▶ _Exercise details_:
Pictures stay out of the copy; output exactly the lines from the one containing "Question. Place one point on every instance of the dark blurred" through the end of the material.
== == ==
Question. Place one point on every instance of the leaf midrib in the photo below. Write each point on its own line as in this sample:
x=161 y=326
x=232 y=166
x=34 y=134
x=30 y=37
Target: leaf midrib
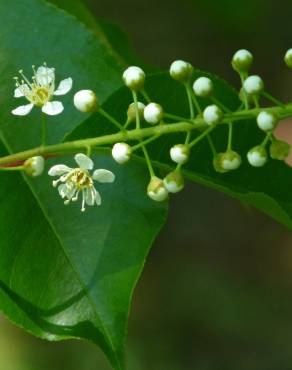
x=62 y=248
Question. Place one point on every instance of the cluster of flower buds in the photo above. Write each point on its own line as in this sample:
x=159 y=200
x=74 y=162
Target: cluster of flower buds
x=72 y=181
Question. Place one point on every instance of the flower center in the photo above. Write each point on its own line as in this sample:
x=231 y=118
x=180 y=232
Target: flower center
x=39 y=95
x=80 y=179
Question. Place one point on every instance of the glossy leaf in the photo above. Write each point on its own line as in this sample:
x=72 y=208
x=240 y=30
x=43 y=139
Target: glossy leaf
x=65 y=274
x=266 y=188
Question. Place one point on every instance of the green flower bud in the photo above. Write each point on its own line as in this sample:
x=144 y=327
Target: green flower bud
x=181 y=71
x=86 y=101
x=34 y=166
x=266 y=121
x=156 y=190
x=257 y=156
x=212 y=115
x=174 y=182
x=180 y=153
x=131 y=113
x=279 y=150
x=242 y=61
x=227 y=161
x=288 y=58
x=253 y=85
x=134 y=78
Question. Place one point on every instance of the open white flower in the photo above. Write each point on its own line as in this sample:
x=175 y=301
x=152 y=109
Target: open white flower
x=73 y=181
x=40 y=91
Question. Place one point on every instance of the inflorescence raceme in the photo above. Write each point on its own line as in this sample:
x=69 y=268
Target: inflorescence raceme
x=74 y=181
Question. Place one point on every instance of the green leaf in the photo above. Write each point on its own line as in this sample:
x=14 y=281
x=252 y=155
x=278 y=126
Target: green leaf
x=112 y=36
x=266 y=188
x=65 y=274
x=76 y=53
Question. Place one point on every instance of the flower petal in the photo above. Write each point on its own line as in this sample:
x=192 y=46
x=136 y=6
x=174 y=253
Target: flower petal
x=23 y=110
x=103 y=176
x=21 y=91
x=63 y=190
x=90 y=196
x=44 y=75
x=59 y=170
x=98 y=198
x=64 y=87
x=53 y=108
x=84 y=162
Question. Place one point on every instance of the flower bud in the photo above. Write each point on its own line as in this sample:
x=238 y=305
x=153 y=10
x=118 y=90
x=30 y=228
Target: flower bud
x=156 y=189
x=266 y=121
x=242 y=61
x=131 y=113
x=86 y=101
x=180 y=153
x=243 y=95
x=174 y=182
x=279 y=150
x=227 y=161
x=212 y=115
x=253 y=85
x=153 y=113
x=134 y=78
x=203 y=87
x=121 y=152
x=34 y=166
x=181 y=71
x=288 y=58
x=257 y=156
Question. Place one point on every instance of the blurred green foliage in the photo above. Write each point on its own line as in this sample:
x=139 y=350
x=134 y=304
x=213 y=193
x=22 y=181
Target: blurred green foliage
x=217 y=290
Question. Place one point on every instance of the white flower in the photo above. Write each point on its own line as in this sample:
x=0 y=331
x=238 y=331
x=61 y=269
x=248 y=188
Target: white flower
x=121 y=152
x=212 y=114
x=156 y=190
x=288 y=58
x=153 y=113
x=131 y=112
x=86 y=101
x=73 y=181
x=242 y=60
x=40 y=91
x=257 y=156
x=266 y=121
x=34 y=166
x=181 y=71
x=174 y=182
x=203 y=87
x=179 y=153
x=253 y=85
x=134 y=77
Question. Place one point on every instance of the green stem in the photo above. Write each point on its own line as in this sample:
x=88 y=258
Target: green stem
x=220 y=105
x=138 y=124
x=212 y=146
x=242 y=77
x=139 y=134
x=176 y=118
x=127 y=123
x=44 y=128
x=190 y=100
x=194 y=98
x=17 y=168
x=148 y=161
x=200 y=137
x=145 y=142
x=272 y=99
x=111 y=119
x=146 y=96
x=230 y=134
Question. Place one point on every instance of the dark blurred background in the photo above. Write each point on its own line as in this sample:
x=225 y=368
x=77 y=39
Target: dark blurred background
x=216 y=293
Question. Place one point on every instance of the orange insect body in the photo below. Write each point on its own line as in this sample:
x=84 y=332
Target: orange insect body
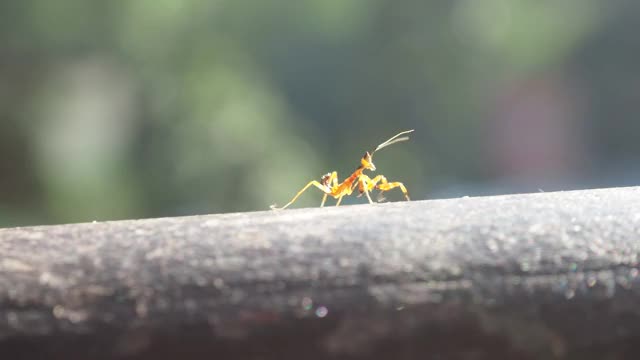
x=330 y=186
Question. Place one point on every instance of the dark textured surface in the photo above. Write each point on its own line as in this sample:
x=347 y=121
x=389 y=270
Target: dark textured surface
x=540 y=276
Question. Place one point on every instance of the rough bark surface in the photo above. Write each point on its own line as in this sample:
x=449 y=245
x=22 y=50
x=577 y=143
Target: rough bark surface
x=539 y=276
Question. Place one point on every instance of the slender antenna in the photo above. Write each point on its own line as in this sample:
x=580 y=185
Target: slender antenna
x=393 y=140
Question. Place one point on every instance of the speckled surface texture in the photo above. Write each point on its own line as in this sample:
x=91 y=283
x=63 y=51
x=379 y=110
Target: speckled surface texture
x=540 y=276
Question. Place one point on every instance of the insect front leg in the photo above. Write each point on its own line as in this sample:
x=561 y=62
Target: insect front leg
x=363 y=185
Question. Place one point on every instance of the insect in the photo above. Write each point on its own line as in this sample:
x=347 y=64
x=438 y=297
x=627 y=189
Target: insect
x=329 y=185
== == ==
▶ _Problem solution_:
Question. Place one point on every instance of the dark blurred background in the photo above. Write each point on its own line as in this sample:
x=225 y=368
x=77 y=39
Target: dark blurred background
x=216 y=293
Question. Place one point on every instance of the orange insect body in the photo below. Write each point on its own line as in this sample:
x=84 y=332
Target: orange insect body
x=330 y=186
Question. Place one point on every instance of the dark textured surface in the photo above. Write each point on its own line as in this sample:
x=347 y=121
x=389 y=270
Target: dark textured surface
x=540 y=276
Question. Place one point on every instance of the rough bark surface in the photo above. Write each point on its own line as in this sample:
x=449 y=245
x=22 y=50
x=577 y=143
Target: rough bark surface
x=539 y=276
Question. Place one point on every instance of the slender antenna in the photo above. Write each point on its own line as in this sample:
x=580 y=185
Target: slender antenna
x=393 y=140
Question. Place one point on every instance of the speckled surface texture in the photo above. Write each point on its own line as in this sample:
x=91 y=283
x=63 y=51
x=379 y=110
Target: speckled surface texture
x=540 y=276
Question. Place one point on every instance of the insect front leg in the photo above. Write each point on its own line as in this sample:
x=561 y=62
Target: insect front leg
x=363 y=185
Question. Place one point on every instance of the insect in the photo above. Write each point on its own line as in this sample:
x=347 y=64
x=438 y=297
x=627 y=189
Target: insect
x=329 y=185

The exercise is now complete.